- Press Releases
- Today’s Mercury Rule Deadline Dramatizes Growing Costs of EPA’s Power Plant Regulations
April 16, 2015
National Mining Association (NMA) President and CEO Hal Quinn today issued the following statement on the escalating impacts on households and manufacturers of the Environmental Protection Agency’s (EPA) Mercury and Air Toxics (MATS) regulation, effective today, and the agency’s pending “Clean Power Plan” for reducing carbon dioxide emissions from existing power plants expected this summer:
“Today the most costly and unbalanced regulation in EPA’s history takes effect and guarantees Americans will pay substantially more for their electricity for years to come. With an annual price tag of almost $10 billion, EPA estimates that its MATS rule will return at most $6 million in benefits—with most of the costs attributable to regulating emissions the agency found pose no danger.
“Unbowed, EPA now proposes to double down by foisting a similarly destructive rule on the states to reduce carbon emissions. Earlier this week, EPA voiced the administration’s opposition to the Ratepayer Protection Act, a bill that would empower governors to protect their citizens from this latest EPA plan that experts warn will bring an even more expensive and risky energy future.

Records from a data collection:
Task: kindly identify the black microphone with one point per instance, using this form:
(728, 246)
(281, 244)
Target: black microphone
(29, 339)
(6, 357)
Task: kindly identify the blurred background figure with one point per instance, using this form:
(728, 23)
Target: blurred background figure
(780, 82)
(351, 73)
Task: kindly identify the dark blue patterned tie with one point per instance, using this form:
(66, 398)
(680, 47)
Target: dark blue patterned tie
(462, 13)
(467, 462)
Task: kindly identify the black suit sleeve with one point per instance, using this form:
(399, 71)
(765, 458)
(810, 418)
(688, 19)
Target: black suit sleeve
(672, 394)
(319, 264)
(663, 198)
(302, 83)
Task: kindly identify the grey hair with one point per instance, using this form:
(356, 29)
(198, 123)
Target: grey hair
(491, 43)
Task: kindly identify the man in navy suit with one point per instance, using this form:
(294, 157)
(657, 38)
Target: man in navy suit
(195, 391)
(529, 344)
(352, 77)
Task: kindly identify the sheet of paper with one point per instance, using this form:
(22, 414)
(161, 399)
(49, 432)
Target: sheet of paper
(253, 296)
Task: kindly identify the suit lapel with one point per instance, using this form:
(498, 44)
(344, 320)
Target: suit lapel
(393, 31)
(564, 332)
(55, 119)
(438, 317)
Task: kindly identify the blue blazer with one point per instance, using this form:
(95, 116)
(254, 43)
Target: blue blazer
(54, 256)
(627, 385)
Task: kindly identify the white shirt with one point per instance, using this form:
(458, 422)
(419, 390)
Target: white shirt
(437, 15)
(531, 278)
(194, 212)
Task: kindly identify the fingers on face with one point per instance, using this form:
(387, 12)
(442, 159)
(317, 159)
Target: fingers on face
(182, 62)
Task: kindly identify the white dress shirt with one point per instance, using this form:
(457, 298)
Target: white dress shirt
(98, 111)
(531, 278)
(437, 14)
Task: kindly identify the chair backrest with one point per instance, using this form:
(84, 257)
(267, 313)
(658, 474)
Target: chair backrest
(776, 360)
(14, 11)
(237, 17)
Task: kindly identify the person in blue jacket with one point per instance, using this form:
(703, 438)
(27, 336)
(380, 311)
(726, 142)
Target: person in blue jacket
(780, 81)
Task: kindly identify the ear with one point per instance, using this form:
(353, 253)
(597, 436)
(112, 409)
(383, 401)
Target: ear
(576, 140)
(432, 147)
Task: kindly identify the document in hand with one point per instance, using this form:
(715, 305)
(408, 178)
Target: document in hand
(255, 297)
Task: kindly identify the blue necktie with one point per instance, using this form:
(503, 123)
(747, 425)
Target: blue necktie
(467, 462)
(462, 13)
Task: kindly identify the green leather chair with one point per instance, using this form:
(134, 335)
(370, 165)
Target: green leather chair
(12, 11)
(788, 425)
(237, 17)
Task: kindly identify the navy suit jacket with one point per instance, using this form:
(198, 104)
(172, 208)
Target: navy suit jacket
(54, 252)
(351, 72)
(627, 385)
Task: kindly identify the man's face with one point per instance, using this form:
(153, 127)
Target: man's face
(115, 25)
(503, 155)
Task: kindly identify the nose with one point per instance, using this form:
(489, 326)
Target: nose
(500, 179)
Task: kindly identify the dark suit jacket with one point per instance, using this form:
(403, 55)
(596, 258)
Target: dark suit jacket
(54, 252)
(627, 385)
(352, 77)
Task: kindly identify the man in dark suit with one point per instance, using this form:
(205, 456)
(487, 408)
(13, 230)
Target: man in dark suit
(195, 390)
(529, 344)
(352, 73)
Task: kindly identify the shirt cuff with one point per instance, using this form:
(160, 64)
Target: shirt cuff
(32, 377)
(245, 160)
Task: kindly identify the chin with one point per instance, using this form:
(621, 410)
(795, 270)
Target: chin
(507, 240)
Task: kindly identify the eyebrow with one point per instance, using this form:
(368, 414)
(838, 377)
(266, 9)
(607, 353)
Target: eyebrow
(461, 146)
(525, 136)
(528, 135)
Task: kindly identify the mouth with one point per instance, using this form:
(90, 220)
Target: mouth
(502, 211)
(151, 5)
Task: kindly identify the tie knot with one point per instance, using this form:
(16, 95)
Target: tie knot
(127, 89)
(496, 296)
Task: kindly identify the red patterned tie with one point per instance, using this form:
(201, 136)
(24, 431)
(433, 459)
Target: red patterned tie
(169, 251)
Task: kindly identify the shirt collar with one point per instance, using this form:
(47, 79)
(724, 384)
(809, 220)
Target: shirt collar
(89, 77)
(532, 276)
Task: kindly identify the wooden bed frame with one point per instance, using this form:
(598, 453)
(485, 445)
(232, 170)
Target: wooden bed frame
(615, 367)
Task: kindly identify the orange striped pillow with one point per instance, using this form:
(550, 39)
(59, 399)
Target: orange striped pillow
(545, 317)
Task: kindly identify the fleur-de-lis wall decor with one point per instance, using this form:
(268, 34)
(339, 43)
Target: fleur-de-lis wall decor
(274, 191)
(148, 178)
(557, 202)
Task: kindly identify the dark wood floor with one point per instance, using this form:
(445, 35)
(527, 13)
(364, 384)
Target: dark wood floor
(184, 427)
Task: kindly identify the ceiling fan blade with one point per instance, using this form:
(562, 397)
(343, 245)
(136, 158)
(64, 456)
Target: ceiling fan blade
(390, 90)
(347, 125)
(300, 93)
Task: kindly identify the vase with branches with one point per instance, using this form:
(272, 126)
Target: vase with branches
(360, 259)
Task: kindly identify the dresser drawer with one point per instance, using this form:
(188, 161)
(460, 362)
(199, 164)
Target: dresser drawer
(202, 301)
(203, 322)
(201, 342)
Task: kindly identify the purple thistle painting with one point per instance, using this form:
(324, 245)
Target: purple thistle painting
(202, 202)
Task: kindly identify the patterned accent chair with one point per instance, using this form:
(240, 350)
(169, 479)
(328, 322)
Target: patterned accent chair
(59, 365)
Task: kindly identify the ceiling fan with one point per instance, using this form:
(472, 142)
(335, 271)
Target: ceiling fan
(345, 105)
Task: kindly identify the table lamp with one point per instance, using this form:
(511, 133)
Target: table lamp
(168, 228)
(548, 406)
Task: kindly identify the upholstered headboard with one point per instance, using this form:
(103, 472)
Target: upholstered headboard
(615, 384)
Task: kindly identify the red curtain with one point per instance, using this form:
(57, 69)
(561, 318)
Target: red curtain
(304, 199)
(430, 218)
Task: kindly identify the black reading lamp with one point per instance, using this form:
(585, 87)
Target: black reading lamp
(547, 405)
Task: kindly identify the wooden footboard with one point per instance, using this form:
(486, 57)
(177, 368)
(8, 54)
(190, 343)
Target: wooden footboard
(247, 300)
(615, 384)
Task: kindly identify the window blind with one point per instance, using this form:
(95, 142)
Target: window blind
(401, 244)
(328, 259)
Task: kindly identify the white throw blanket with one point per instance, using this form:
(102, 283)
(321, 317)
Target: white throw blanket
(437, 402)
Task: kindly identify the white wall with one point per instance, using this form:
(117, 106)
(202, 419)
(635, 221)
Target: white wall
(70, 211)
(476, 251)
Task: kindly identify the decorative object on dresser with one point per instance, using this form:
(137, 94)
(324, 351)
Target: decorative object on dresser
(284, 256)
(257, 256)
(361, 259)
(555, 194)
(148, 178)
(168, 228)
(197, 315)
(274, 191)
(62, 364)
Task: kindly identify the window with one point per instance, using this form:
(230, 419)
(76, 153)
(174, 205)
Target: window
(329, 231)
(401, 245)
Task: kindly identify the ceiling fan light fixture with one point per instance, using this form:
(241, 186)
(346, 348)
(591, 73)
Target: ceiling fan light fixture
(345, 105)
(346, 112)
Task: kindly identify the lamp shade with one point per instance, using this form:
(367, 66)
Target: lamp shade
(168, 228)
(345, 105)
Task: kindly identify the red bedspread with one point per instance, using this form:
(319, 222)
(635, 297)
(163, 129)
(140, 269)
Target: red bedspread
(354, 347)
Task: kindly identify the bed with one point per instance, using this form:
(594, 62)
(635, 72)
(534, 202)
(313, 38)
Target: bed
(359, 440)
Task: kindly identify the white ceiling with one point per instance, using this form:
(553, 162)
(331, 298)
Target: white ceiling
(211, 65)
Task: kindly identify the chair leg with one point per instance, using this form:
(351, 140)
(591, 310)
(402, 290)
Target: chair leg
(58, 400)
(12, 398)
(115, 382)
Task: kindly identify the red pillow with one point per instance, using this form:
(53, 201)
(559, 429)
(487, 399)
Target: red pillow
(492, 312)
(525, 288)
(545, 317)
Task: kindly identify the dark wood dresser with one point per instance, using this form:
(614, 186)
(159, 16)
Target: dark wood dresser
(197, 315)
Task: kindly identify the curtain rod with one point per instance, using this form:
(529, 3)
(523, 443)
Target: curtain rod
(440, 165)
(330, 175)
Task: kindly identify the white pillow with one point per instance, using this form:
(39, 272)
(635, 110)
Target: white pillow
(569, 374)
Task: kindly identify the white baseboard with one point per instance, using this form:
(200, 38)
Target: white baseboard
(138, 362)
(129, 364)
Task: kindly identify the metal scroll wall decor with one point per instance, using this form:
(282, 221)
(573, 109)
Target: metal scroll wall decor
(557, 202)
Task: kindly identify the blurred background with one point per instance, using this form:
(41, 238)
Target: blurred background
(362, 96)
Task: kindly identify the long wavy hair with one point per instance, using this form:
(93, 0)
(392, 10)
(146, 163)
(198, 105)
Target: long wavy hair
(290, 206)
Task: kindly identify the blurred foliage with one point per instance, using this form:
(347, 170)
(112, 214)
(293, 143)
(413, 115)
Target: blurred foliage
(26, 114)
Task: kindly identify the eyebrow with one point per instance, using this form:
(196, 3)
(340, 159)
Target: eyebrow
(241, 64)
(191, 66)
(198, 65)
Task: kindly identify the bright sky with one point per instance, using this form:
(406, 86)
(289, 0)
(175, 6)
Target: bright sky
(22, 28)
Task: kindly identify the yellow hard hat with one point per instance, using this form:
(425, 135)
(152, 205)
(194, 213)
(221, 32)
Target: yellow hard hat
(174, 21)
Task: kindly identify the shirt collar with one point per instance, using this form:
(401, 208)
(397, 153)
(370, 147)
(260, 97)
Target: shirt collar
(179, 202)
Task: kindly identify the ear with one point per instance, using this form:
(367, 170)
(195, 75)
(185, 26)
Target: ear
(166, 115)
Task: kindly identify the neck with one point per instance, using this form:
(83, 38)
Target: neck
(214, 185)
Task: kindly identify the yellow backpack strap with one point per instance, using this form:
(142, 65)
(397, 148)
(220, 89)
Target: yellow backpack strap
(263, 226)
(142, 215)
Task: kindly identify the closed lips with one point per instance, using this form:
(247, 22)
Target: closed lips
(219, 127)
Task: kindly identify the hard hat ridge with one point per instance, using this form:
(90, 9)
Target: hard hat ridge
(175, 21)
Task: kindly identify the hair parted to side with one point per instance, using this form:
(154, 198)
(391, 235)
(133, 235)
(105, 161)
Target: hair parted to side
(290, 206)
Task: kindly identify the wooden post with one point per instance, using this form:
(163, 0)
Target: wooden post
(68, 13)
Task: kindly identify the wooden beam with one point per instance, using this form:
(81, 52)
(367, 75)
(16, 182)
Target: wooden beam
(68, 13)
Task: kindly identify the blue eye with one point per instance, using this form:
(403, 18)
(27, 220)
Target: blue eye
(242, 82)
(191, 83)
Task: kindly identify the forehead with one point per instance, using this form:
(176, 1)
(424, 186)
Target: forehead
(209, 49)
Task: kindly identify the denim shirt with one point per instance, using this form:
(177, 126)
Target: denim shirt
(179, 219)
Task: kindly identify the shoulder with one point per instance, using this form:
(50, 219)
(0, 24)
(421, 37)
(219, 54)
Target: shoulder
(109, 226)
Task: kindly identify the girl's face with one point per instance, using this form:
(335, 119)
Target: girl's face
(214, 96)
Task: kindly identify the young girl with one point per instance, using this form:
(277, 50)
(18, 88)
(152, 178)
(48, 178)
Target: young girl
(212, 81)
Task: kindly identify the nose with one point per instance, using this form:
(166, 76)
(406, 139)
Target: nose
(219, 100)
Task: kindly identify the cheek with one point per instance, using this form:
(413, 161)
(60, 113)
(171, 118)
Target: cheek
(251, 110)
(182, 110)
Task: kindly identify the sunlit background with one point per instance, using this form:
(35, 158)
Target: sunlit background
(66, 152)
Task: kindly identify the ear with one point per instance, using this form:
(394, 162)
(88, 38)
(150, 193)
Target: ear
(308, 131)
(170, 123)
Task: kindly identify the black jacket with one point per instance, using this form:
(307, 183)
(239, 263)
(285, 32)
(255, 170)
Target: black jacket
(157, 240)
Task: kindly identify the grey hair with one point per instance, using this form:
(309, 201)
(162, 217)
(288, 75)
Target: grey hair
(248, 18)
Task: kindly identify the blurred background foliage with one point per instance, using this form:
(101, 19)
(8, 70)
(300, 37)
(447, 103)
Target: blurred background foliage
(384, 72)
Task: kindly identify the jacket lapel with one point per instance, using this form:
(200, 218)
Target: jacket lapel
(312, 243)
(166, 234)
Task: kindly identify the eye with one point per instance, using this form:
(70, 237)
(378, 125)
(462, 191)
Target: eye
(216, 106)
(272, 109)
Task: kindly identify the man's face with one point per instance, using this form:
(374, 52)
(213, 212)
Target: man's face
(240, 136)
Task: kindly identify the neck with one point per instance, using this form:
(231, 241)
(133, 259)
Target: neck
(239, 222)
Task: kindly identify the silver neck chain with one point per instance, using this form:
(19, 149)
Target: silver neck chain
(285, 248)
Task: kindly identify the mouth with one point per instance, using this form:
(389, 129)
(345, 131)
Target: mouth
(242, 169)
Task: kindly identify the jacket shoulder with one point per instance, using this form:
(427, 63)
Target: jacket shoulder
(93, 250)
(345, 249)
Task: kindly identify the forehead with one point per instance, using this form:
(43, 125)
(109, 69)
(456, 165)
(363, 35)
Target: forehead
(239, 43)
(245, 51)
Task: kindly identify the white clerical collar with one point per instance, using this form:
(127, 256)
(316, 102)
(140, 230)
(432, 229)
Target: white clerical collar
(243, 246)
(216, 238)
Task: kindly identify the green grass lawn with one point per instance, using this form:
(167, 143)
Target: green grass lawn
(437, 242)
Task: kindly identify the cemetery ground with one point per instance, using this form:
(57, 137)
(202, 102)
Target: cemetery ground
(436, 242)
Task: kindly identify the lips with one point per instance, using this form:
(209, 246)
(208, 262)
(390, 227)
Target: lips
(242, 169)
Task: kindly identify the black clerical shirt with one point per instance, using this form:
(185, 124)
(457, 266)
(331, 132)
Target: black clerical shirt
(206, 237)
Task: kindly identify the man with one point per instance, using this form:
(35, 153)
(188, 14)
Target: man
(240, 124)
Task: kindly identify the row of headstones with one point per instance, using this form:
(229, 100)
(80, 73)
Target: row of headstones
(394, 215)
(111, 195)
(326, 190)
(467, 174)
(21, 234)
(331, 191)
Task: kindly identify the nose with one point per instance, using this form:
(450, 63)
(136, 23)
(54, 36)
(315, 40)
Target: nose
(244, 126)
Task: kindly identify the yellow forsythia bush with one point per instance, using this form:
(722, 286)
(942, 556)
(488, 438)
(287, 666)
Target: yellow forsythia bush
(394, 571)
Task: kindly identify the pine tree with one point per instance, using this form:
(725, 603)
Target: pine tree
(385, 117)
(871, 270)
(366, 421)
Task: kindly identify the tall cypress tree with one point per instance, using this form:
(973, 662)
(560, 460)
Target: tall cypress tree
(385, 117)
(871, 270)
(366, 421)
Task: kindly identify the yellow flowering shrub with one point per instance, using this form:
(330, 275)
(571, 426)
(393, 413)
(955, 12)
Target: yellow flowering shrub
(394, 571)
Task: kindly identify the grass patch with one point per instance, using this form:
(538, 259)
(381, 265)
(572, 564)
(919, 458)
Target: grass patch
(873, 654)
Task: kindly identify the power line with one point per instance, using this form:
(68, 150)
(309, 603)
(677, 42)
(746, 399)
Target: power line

ASSIGNMENT A - In the mercury rule press release, what annual price tag does the MATS rule carry?
ASSIGNMENT B - Carry on the mercury rule press release from its last sentence.

TASK RESULT A - Almost $10 billion.

TASK RESULT B -
“EPA assured members of the House Energy and Commerce Committee that the agency will address cost and reliability concerns in its new costly power plan. Skepticism should rule the day, however when EPA issued the final MATS rule, it declared that while it could consider costs, it was also free to ignore them. And ignore them it did, with a rule demanding consumers pay $1600 in exchange for $1 in benefits.
“As the nation’s governors weigh signing up their states for EPA’s Clean Power Plan, they should consider the damage EPA has already done to the states’ rate payers, manufacturing base and electric grid.”